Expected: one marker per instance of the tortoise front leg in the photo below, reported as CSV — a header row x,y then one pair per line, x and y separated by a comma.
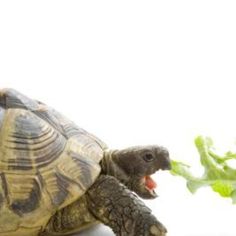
x,y
116,206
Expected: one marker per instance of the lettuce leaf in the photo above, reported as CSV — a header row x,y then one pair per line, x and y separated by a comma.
x,y
218,174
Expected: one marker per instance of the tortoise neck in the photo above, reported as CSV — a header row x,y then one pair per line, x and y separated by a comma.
x,y
110,167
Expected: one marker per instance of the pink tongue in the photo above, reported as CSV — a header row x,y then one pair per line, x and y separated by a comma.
x,y
150,183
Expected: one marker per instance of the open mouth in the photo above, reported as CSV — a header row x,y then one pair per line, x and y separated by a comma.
x,y
150,185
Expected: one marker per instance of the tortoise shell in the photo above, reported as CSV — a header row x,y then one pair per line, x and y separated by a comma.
x,y
46,162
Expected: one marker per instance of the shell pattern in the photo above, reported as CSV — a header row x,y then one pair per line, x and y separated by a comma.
x,y
46,162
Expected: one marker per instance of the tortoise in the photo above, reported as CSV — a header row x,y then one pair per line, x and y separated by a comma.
x,y
58,179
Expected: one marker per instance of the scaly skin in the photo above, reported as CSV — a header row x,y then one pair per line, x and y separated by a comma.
x,y
116,206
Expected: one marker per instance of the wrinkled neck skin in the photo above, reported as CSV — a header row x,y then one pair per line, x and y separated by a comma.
x,y
110,167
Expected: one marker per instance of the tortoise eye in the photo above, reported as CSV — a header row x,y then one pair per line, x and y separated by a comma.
x,y
148,157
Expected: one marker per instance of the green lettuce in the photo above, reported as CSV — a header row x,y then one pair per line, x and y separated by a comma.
x,y
218,174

# EXERCISE DESCRIPTION
Repeat exactly the lines starting at the line with "Expected: one marker per instance of the tortoise in" and ending with the final line of the entries. Include nothing else.

# ANSWER SECTION
Expected: one marker per instance of the tortoise in the photo above, reported as CSV — a header row x,y then one pair per line, x and y separated by a comma.
x,y
58,179
Expected: one marker per instance of the scaly skin in the photo above, reported as CSV — a header row x,y then one pair per line, x and y separated by a comma.
x,y
116,206
Expected: one marker per instance of the wrinkled neck skin in the photo above, reported as CSV — a header row x,y then one pair per line, x and y separated by a comma.
x,y
110,167
Expected: one marker per instance of the tortoise eye in the photo above, reported as CSV — a header row x,y then one pair per line, x and y separated by a comma.
x,y
148,157
Expected: one marker per instance of the green lettuce in the photo above, reported as CSV — a header row x,y then one pair per line, x and y separated by a comma.
x,y
218,174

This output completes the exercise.